Kimse geleceği tam anlamıyla önceden kestiremez, ama halkın
özgürlüğü ve kurtuluşu ateşi içinde yanan öznelerin, özgürlüğü “özleyip”
kendisine bir “mehdi” araması kadar gülünç bir şey de olamaz. Halkın öncüsü
olmayı reel düzlemde istemeyen, halk katmanlarından çıkmış bazı siyasal yapılar
sürekli kendilerine bir “mesih” arayıp durmuşlardır. 20.yy’da bu “mesihler” “Sovyetler”,
“Çin”, “Arnavutluk” olmuş iken şimdilerde ise bu öznelerin mesihleri,
emperyalizm ve onların kara güçleri olmuştur. Aslında sorun, sanıldığının
aksine “mesihlerde” değil, bu tarz halk katmanlarından gelen yapıların politik
tutum alma ve yaşamı tahayyül etmedeki çarpıklıklarında yatmaktadır. Bugünkü
aşamada mücadeleye başlamak için “henüz erken” olduğu ile başlayıp, savaşan
özneler için “düelloculuk yapıyorlar” ile devam eden cümleler ve görüşler
aslında bir noktada kesişmektedir. O noktada savaştan kaçmak ve düşmana
teslimiyetten başka bir şey değildir. Bugün savaşmaksızın halkın özgürlüğünü
elde edebileceği yanılsamasına kapılan bu yapılar çoktan kendilerini emperyalist
sistemin çıkmaz sokağında bulmuşlardır.
Bugünkü dünyamızda sınıflar arası üç çelişkinin olduğu (emek-sermaye
çelişkisi, emperyalistlerin kendi arasındaki çelişki, emperyalizmle ezilen
halklar arasındaki çelişki) ve baş çelişkiyi, emperyalizmle ezilen halklar
arasındaki çelişkiyi görmezden gelen, emperyalizmin hangi tipte olursa olsun
her türlü kurtuluş hareketini engellemek için vahşi bir güç kullanmaktan çekinmeyeceği
gerçeğini reddeden, Türkiye’yi emperyalizmin gizli işgali altında olan ve
oligarşik diktatörlükle yönetilen bir ülke olarak değil de burjuva
demokrasisinin hükmü altında olan “sermaye devleti” olarak görecek kadar kör
olan “sol”un silahlı propagandaya karşı olmasına ve bunu “narodnizm” “maceracılık”
olarak adlandırması yukarıda saydıklarımızdan sonra “anlaşılır” bir durum olsa
gerek!

Görev 1
Aşağıdaki nesne konumu işaretleme listesinin tüm satırlarını, boş satırları atlayarak, No ve Satır sütunlarından oluşan bir Markdown tablosu hâlinde düzenle. Resimleri yanıta dahil etme.

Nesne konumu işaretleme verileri
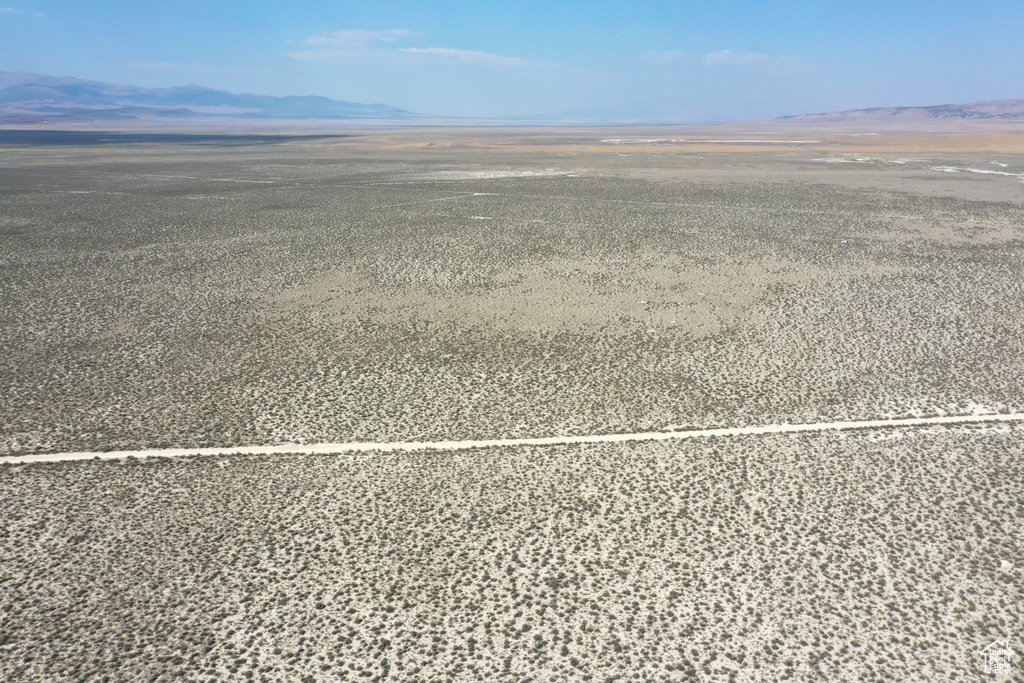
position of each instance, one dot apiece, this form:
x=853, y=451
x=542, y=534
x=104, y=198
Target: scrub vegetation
x=184, y=295
x=391, y=287
x=833, y=556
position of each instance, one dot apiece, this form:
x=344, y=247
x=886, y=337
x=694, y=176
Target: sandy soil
x=680, y=433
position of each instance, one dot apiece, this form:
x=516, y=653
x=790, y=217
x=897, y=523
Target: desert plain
x=428, y=284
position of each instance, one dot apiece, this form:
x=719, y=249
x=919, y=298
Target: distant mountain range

Görev 2
Yukarıdaki, emperyalizme karşı mücadele ve "sol"un tutumu üzerine metni son cümlesinden itibaren sürdür.

Görev çıktısı 1
| No | Satır |
|---|---|
| 1 | position of each instance, one dot apiece, this form: |
| 2 | x=853, y=451 |
| 3 | x=542, y=534 |
| 4 | x=104, y=198 |
| 5 | Target: scrub vegetation |
| 6 | x=184, y=295 |
| 7 | x=391, y=287 |
| 8 | x=833, y=556 |
| 9 | position of each instance, one dot apiece, this form: |
| 10 | x=344, y=247 |
| 11 | x=886, y=337 |
| 12 | x=694, y=176 |
| 13 | Target: sandy soil |
| 14 | x=680, y=433 |
| 15 | position of each instance, one dot apiece, this form: |
| 16 | x=516, y=653 |
| 17 | x=790, y=217 |
| 18 | x=897, y=523 |
| 19 | Target: desert plain |
| 20 | x=428, y=284 |
| 21 | position of each instance, one dot apiece, this form: |
| 22 | x=719, y=249 |
| 23 | x=919, y=298 |
| 24 | Target: distant mountain range |

Görev çıktısı 2
Halbuki, bize, dünyanın sömürülenlerine ve yeni-sömürgelerinde
yaşayan halk katmanlarına düşen görev, emperyalizmin temellerini ortadan
kaldırmaktır. Emperyalizmin yok edilmesi hedeflenirken, onun başını kimin
çektiği kesinlikle belirlenmek zorundadır. Bu ABD’den başkası değildir. Bu
stratejik hedefin temel unsuru, tüm halkın gerçek kurtuluşu olacak ve hedefe
silahlı mücadeleyle, günümüz koşullarında emperyalizmin III.Bunalım döneminde
ise silahlı propagandayla varılacaktır. Bu zamanımızdaki tarihin nesnel
yasasıdır. Silahlı propaganda, oligarşi ile uzlaşmak için hareket etmekten
ziyade, Devrimci İktidar sorununu gündeme taşıyan ve oligarşinin “yasallığını” yıkmak
ve bu “yasallıkla” mücadele etmek üzerinden işler. Belli grupların, kitleler
üzerinde yanılsama yaratmak için kullandığı “demokrasi” sözcüğü üzerinden, sömürücü
sınıfların diktatörlüğünü mazur göstermek amacıyla “demokrasinin” inşa edilmesini
kabul edemeyiz. Demokrasinin yurttaşlara verilen az ya da çok belirli özgürlüklerin
kazanımı anlamında kullanılmasına ve böylece kavramın içini boşaltmaya yarayan
tanımlamaları bizim kabul etmemiz mümkün değildir. Demokrasi bizim için
iktidarı ele alma sorunsalı ile yan yana gider, bu yüzden biz salt demokrasiyi
değil halk demokrasisini sahipleniyoruz.
Haliyle Marksist-Leninistler, silahlı propagandayı
Parti-Cephe’nin politik çizgisi üzerinden düşünür ve ona bağlı olarak uygularlar.
Silahlı propaganda, halkımızın, ulusal bağımsızlığı, halk demokrasisini ve
sosyalizmi kazanmak için yürüttüğü halk savaşının günümüzdeki biçimidir. PASS(Politikleşmiş
Askeri Savaş Stratejisi) devrimi kitlelerin eseri ve devrimci şiddeti
kitlelerin şiddeti olarak gören Marksizm-Leninizmin devrimci şiddet görüşünün
yaratıcı uygulamasından başka bir şey değildir. Bu nedenle, PASS, devrimci
şiddet, kitlelerin politik güçleri ile halkın devrimci silahlı güçlerinin ve
kitlelerin politik mücadelesi ile silahlı mücadelenin birleşimi olmak
zorundadır. Sadece bu şiddet görüşünü doğru ve tam olarak kavrayarak tüm halk
güçlerini harekete geçirmek ve örgütlemek olanaklıdır.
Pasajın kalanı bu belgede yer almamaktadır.